──────── Provided passage ────────
Table I summarises key recent research thrusts related to the security of GPU shader execution. Side-channel attack methods highlight the need for robust protections. Various shader execution hardening techniques have been proposed, while anomaly detection leverages GPU hardware performance counters.

TABLE I. SUMMARY OF RELATED WORK

| Research area                                | Description                                                                                         | Ref.                 |
|----------------------------------------------|-----------------------------------------------------------------------------------------------------|----------------------|
| Side-channel attacks on<br>GPUs              | Attacks use timing or cache side channels during shader execution to leak data.                     | [11-13]              |
| Shader security enhancements                 | Techniques like input validation,<br>control flow protections, shader<br>encryption and obfuscation | [10, 18, 19]         |
| Anomaly detection using performance counters | Detecting abnormal GPU execution by monitoring performance metrics                                  | [1-8]                |
| CSF-based security frameworks                | Applying NIST CSF for cybersecurity risk management                                                 | Proposed methodology |

# V. METHODOLOGY

The proposed methodology aligns with the significant functions of the NIST CSF by incorporating core techniques for identification, protection, detection, and response tailored to securing GPU shader execution.

## A. Identification

We performed a detailed threat modelling analysis to identify key assets, vulnerabilities, and threat vectors related to the GPU shader execution environment. Assets include shader binaries, inputs, runtime execution state, and outputs. Vulnerabilities stem from the shader programming model, GPU architecture, and shared hardware resources. Specifically, we analyze timing channels arising from shader pipelines, cache side channels due to hardware reuse, speculative execution flaws, and memory corruption due to a lack of vulnerability checks. Threats include malicious co-resident

shaders, unauthorised access on multi-tenant GPU servers, and credentialed insider attacks. This comprehensive analysis informs our risk assessment.
──────── Data listing ────────
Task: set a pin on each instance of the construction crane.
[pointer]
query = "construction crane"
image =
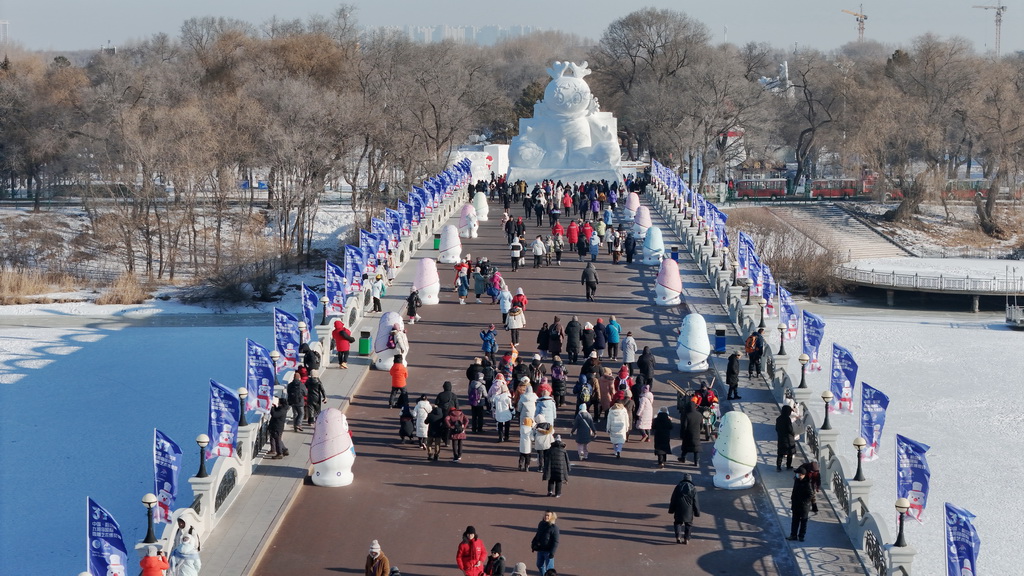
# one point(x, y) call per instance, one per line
point(998, 24)
point(861, 16)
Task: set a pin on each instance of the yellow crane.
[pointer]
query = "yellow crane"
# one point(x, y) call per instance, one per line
point(998, 23)
point(861, 16)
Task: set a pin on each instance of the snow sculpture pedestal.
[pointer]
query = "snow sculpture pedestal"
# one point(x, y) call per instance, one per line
point(331, 451)
point(735, 453)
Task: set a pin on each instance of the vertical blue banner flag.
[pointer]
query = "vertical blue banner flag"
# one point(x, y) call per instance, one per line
point(166, 464)
point(334, 288)
point(105, 546)
point(310, 301)
point(259, 377)
point(963, 542)
point(286, 335)
point(814, 329)
point(872, 419)
point(844, 377)
point(912, 475)
point(223, 420)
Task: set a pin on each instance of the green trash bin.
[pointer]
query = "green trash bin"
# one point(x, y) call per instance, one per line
point(366, 342)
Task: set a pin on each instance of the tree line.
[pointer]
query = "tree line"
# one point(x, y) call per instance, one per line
point(156, 136)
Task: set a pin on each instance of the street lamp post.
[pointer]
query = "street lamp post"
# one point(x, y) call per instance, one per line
point(902, 505)
point(803, 359)
point(150, 501)
point(203, 441)
point(859, 443)
point(827, 398)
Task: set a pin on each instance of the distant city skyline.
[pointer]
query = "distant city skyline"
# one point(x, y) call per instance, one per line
point(66, 26)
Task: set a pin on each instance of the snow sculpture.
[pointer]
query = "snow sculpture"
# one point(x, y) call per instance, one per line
point(428, 282)
point(568, 138)
point(331, 451)
point(632, 203)
point(480, 205)
point(384, 356)
point(669, 287)
point(693, 345)
point(451, 248)
point(653, 247)
point(468, 222)
point(735, 454)
point(641, 221)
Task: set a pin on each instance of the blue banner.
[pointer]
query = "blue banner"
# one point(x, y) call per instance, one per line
point(814, 329)
point(166, 464)
point(286, 336)
point(105, 546)
point(259, 377)
point(963, 543)
point(912, 475)
point(844, 378)
point(872, 419)
point(223, 428)
point(334, 287)
point(310, 301)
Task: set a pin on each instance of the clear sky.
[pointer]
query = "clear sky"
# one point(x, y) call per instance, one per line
point(69, 25)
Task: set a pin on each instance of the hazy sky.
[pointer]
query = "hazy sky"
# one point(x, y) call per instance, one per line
point(67, 25)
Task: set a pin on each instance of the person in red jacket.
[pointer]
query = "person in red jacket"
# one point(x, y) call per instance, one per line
point(472, 553)
point(342, 342)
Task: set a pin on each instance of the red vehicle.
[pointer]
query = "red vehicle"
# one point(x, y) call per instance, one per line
point(763, 188)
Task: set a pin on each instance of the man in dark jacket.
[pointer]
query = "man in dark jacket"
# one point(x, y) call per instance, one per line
point(683, 505)
point(590, 281)
point(732, 376)
point(786, 439)
point(297, 401)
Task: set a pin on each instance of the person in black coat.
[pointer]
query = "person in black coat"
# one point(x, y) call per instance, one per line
point(786, 439)
point(683, 505)
point(556, 467)
point(689, 432)
point(662, 428)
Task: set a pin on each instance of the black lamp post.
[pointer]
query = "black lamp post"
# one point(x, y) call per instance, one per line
point(859, 443)
point(203, 441)
point(150, 501)
point(902, 505)
point(827, 398)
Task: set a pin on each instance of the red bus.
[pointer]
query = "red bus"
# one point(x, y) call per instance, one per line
point(763, 188)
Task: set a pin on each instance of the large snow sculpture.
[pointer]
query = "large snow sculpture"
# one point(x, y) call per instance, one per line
point(331, 451)
point(428, 282)
point(693, 345)
point(669, 287)
point(735, 454)
point(568, 138)
point(451, 248)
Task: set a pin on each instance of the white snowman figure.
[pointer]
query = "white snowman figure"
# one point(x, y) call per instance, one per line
point(735, 452)
point(468, 227)
point(428, 282)
point(693, 344)
point(480, 205)
point(653, 247)
point(332, 451)
point(641, 221)
point(632, 203)
point(451, 247)
point(669, 287)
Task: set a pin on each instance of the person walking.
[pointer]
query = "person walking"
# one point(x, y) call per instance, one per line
point(556, 467)
point(732, 376)
point(471, 553)
point(684, 507)
point(545, 542)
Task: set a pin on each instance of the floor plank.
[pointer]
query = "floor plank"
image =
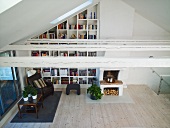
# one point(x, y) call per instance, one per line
point(149, 110)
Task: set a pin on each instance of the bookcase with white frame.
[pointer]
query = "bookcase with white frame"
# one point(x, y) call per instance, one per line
point(84, 25)
point(63, 76)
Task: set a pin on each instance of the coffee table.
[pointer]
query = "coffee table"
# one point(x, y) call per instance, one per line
point(30, 107)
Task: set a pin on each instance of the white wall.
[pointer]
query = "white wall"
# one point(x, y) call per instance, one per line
point(116, 19)
point(120, 21)
point(145, 29)
point(21, 70)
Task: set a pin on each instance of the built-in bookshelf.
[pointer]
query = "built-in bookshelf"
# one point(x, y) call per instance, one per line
point(61, 76)
point(84, 25)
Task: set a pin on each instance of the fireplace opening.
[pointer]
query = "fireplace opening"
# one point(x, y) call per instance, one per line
point(110, 75)
point(111, 91)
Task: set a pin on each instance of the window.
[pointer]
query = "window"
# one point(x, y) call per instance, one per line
point(10, 88)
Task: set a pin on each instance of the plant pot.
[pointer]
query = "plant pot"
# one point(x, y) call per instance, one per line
point(34, 97)
point(25, 99)
point(93, 97)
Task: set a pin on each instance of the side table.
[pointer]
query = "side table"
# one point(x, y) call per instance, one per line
point(30, 107)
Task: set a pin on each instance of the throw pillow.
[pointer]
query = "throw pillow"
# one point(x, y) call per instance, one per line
point(37, 84)
point(41, 81)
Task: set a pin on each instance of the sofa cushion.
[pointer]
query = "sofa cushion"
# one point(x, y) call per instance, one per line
point(37, 84)
point(42, 83)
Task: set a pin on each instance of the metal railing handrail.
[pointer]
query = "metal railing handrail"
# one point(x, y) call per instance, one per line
point(161, 79)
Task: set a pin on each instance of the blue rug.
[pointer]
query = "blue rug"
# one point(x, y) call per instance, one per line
point(45, 114)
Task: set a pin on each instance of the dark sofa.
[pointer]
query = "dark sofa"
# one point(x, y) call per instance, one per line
point(45, 91)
────────
Exercise directions ▸ Reproduce the GPU shader security text between "We performed a" and "our risk assessment.", inclusive, changing "shared hardware resources" to "shared memory resources".

Answer below ▸
We performed a detailed threat modelling analysis to identify key assets, vulnerabilities, and threat vectors related to the GPU shader execution environment. Assets include shader binaries, inputs, runtime execution state, and outputs. Vulnerabilities stem from the shader programming model, GPU architecture, and shared memory resources. Specifically, we analyze timing channels arising from shader pipelines, cache side channels due to hardware reuse, speculative execution flaws, and memory corruption due to a lack of vulnerability checks. Threats include malicious co-resident

shaders, unauthorised access on multi-tenant GPU servers, and credentialed insider attacks. This comprehensive analysis informs our risk assessment.